Work required => Return every line below that contains the word "image", with case counting.

Exercise inputs =>
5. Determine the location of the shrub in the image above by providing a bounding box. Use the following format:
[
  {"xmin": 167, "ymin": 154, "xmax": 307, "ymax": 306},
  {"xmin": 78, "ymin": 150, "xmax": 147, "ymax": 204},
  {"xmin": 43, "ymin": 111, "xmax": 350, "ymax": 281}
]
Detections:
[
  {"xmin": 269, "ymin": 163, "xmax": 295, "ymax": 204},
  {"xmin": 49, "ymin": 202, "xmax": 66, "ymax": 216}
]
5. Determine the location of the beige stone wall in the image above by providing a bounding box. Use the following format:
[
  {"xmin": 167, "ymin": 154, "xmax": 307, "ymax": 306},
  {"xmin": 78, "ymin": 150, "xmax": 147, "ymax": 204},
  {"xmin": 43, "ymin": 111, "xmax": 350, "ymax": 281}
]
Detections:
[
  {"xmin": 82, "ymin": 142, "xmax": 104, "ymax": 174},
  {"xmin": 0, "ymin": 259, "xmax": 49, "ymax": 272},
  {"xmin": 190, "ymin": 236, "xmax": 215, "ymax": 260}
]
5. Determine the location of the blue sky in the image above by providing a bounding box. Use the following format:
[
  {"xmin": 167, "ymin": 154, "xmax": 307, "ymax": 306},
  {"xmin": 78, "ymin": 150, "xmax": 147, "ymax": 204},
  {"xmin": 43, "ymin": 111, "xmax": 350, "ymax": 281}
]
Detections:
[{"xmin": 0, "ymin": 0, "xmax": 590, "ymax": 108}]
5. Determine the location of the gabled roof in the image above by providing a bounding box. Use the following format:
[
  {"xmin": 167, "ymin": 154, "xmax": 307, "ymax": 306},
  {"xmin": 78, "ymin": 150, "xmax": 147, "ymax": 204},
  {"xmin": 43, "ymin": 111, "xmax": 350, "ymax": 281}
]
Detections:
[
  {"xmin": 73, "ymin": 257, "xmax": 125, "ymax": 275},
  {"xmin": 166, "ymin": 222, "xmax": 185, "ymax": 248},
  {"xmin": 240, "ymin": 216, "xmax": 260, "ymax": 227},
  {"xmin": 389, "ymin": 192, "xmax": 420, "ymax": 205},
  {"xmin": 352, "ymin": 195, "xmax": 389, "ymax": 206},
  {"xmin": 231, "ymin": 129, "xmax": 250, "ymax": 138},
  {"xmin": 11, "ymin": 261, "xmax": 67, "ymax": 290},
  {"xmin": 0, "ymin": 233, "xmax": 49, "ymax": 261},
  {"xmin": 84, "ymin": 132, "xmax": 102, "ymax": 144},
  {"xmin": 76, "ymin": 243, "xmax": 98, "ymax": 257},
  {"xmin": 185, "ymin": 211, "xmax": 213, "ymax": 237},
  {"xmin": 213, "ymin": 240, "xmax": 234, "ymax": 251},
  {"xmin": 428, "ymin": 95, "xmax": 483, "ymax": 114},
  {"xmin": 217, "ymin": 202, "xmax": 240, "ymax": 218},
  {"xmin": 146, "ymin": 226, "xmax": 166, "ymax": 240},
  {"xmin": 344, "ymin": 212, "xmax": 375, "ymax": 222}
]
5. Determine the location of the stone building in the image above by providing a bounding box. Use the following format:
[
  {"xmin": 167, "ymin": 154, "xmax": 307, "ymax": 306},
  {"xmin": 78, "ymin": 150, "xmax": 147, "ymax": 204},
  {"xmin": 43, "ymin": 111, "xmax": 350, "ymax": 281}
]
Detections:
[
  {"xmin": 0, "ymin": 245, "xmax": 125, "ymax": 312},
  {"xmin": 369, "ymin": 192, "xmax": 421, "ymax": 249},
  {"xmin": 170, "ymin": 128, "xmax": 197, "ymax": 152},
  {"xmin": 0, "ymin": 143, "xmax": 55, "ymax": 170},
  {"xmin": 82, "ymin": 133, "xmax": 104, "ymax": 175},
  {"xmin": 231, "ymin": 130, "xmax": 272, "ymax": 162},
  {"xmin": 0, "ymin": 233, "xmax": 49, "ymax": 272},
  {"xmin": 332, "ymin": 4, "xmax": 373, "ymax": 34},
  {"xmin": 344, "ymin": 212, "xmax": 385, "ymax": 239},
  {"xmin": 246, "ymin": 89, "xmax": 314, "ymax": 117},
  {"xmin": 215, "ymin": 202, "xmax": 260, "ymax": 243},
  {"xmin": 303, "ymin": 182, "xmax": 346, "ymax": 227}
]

Finished exercise =>
5. Determine the location of the shrub in the image above by providing a bounding box. Use the following format:
5. Determine the location of the beige stone wall in the image above by providing a bounding box. Use the following format:
5. Determine the location of the blue sky in the image above by providing a bounding box. Use the following format:
5. Determine the location of the gabled roof in the image above by providing a bounding box. Use the following format:
5. Determine the location of the stone building in the image above by providing a bounding box. Use the following format:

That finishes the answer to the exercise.